*** Provided data

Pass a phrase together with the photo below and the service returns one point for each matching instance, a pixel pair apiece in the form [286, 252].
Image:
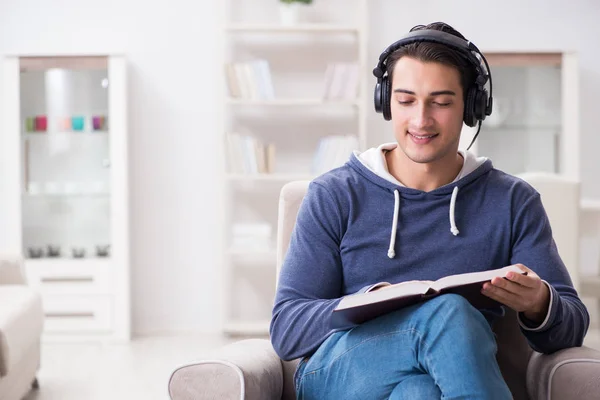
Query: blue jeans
[442, 348]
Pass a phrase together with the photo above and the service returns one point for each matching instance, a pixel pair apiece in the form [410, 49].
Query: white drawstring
[391, 252]
[453, 227]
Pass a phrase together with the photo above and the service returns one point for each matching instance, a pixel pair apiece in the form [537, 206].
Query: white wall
[513, 25]
[174, 50]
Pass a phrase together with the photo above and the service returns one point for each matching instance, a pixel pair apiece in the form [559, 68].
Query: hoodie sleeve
[567, 320]
[310, 281]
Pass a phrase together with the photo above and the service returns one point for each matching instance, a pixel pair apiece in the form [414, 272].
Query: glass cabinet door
[65, 134]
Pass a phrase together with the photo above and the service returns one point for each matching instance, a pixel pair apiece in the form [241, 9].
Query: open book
[358, 308]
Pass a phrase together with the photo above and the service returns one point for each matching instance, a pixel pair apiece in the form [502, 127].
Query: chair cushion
[21, 323]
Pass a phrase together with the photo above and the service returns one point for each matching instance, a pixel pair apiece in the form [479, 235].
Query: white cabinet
[65, 184]
[296, 98]
[535, 123]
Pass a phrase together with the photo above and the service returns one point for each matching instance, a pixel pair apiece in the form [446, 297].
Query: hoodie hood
[373, 166]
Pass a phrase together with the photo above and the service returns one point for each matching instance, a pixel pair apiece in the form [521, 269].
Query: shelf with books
[252, 328]
[299, 28]
[590, 205]
[268, 177]
[291, 102]
[296, 99]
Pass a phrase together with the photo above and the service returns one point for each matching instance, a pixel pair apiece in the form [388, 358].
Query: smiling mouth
[422, 136]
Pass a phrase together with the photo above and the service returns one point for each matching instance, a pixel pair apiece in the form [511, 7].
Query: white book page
[473, 277]
[385, 293]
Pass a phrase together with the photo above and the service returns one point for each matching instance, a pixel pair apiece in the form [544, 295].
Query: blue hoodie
[358, 226]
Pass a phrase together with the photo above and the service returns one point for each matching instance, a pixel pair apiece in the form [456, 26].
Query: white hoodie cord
[453, 227]
[391, 252]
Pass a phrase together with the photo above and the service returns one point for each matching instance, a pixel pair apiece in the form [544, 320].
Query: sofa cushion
[21, 323]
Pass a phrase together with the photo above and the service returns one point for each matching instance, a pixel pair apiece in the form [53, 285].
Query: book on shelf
[332, 152]
[341, 81]
[248, 155]
[250, 80]
[362, 307]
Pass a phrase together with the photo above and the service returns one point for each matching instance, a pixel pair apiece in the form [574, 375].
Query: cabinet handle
[67, 279]
[82, 314]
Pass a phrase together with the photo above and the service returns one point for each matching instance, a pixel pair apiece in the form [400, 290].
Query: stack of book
[248, 155]
[250, 80]
[332, 152]
[341, 81]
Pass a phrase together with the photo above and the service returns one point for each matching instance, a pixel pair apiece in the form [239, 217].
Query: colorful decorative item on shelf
[30, 124]
[41, 123]
[99, 122]
[77, 123]
[64, 124]
[103, 251]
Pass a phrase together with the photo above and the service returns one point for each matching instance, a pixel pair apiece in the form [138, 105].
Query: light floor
[139, 370]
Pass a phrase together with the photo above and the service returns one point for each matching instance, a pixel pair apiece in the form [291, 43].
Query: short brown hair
[434, 52]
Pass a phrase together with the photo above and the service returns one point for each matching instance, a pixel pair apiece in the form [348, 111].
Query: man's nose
[422, 116]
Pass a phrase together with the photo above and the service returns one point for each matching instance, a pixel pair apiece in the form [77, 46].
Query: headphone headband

******

Exercise instructions> Please return the lines above that run from the line containing "Query: smiling mouth" to the line containing "form [544, 295].", inclusive, exactly and with no other lines.

Result of this exercise>
Query: smiling mouth
[422, 136]
Pass a phrase together with the photo above and the service returns one point for each matching instance, a pixel pair apiece in the form [511, 7].
Query: white book page
[473, 277]
[385, 293]
Pass a phrase together with the photo above and the service returns one point for each matching instance, a pixel pair apiece in the form [544, 295].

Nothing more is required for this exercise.